Format the lines of the data below as a numbered list, skipping any blank lines and leaving out the pictures.
━━━ LISTED ENTRIES
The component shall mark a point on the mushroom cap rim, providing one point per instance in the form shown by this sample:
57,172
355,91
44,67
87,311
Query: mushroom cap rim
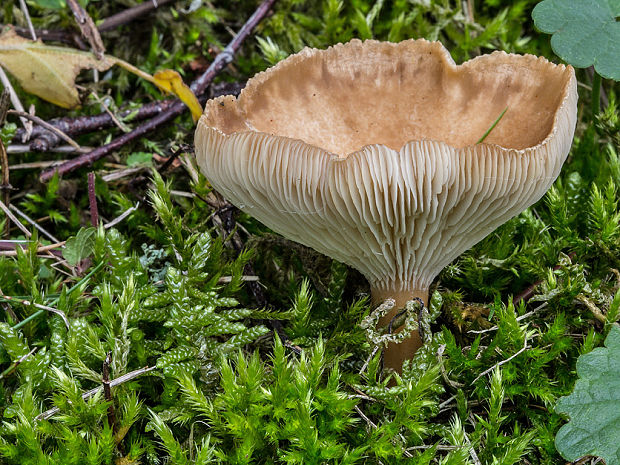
257,79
━━━━━━
TASK RESPONSE:
1. The component shall mark a point on the mushroom cap rim, providing one point per instance in the form shown by this sample:
2. 57,172
3. 355,91
4. 44,67
5. 87,311
6. Query: mushroom cap rim
7. 257,79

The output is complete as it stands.